— begin Records shown —

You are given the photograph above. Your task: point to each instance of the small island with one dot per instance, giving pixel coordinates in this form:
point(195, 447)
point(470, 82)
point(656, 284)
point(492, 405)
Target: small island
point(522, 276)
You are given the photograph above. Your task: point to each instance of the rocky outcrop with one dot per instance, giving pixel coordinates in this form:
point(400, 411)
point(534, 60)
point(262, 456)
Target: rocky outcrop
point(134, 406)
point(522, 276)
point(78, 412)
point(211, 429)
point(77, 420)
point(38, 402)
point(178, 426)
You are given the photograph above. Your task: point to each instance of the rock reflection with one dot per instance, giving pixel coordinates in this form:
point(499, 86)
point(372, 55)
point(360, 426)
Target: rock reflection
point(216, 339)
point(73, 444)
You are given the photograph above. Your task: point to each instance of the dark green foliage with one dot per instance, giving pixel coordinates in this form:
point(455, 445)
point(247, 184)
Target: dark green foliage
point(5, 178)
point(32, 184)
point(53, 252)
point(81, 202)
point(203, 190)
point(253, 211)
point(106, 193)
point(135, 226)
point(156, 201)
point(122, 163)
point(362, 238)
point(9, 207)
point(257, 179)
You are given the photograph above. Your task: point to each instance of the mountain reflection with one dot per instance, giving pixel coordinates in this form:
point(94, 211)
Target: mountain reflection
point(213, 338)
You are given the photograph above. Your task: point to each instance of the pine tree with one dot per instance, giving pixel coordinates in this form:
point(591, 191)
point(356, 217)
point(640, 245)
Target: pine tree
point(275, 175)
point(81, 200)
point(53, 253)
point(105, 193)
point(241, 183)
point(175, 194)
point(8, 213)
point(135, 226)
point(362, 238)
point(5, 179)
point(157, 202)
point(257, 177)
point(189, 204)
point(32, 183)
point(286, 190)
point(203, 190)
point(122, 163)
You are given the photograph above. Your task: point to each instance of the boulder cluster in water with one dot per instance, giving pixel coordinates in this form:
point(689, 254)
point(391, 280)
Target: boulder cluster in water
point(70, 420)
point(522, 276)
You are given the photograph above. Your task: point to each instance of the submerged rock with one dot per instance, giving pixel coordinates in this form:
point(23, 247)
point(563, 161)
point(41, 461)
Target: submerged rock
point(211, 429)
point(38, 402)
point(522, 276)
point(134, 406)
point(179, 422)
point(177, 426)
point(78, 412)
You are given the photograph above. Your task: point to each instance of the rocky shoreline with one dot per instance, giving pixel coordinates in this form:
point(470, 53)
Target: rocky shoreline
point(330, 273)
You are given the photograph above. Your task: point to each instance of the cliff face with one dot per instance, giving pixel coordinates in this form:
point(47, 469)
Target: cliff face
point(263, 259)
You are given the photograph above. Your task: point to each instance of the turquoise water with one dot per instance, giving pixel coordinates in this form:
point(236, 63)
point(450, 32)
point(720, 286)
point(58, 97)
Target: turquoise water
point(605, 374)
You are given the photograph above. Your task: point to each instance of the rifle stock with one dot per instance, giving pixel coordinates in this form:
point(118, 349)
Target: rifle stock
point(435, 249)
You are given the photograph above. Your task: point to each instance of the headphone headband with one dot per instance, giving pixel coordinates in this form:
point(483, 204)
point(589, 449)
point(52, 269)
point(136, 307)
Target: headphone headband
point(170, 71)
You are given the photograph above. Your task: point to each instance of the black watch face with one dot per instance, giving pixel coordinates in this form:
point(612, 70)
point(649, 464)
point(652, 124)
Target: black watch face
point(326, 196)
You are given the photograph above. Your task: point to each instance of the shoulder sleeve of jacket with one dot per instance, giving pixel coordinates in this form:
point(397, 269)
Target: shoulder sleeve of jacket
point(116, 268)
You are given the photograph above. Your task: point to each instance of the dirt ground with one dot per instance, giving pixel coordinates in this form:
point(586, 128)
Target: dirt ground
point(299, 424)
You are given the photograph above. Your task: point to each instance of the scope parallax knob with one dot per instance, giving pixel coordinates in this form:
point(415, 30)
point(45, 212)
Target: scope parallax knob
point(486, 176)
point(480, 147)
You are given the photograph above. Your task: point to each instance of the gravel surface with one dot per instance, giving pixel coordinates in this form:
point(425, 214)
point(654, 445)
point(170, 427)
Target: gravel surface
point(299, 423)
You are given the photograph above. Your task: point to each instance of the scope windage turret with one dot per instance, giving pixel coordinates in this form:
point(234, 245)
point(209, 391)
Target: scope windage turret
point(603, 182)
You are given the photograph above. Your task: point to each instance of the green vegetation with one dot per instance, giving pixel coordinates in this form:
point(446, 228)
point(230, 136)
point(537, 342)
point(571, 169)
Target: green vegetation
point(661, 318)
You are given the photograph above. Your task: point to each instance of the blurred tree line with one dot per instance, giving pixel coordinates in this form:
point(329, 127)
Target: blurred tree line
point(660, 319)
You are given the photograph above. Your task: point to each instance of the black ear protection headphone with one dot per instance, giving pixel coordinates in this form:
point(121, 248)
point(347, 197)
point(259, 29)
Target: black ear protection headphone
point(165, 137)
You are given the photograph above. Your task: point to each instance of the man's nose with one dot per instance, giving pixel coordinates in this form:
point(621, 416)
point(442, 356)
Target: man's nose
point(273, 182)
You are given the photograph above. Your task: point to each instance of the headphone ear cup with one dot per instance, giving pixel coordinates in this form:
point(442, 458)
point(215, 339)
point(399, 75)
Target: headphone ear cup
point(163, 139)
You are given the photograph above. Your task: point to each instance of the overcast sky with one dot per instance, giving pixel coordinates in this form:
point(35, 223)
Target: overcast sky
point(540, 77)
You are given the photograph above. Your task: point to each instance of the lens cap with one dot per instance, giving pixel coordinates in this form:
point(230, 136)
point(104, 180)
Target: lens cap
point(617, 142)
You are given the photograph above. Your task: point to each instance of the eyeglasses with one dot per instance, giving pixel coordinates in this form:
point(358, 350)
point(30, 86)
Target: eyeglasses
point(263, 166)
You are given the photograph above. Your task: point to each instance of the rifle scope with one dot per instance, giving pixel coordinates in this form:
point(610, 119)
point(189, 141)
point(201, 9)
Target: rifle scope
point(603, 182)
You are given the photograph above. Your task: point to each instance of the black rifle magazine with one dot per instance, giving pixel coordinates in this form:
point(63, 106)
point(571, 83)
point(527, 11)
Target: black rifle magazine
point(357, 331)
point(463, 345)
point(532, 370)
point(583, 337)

— end Records shown —

* **Work to do**:
Give back, exactly as written, the lines from the one with "of the man's" to the last line.

* **Result of the task**:
You are given the photograph above. Your task: point to each instance of the man's nose with one dot per instance, giving pixel coordinates in this form:
point(621, 416)
point(442, 356)
Target: man's nose
point(273, 182)
You are given the photograph above. Your task: point to each instance of the headphone ear cup with one dot per instance, giving pixel coordinates in this form:
point(442, 458)
point(215, 339)
point(399, 75)
Target: headphone ear cup
point(163, 139)
You are given the photograph above. Your task: point to each instance of the overcast sky with one dot per instance, giving pixel coordinates in this form:
point(35, 223)
Target: overcast sky
point(540, 77)
You are given the photograph above. Your task: point to each instance of the lens cap with one dot per instance, giving pixel coordinates in this form:
point(230, 136)
point(104, 180)
Target: lens cap
point(617, 142)
You are given the photograph above. Your task: point to each instance of the eyeglasses with one dot per instance, giving pixel coordinates in this form:
point(358, 350)
point(30, 86)
Target: eyeglasses
point(263, 166)
You are given the photograph above. Your task: point to each instance of the rifle scope with one dot per instance, giving pixel coordinates in this form:
point(610, 119)
point(189, 141)
point(201, 9)
Target: rifle scope
point(603, 182)
You are given the photograph above. Your task: point to each instance of the black rifle magazine with one dot per instance, giving pixel coordinates in this form:
point(63, 106)
point(571, 83)
point(527, 11)
Target: black rifle magazine
point(357, 331)
point(463, 345)
point(532, 370)
point(583, 337)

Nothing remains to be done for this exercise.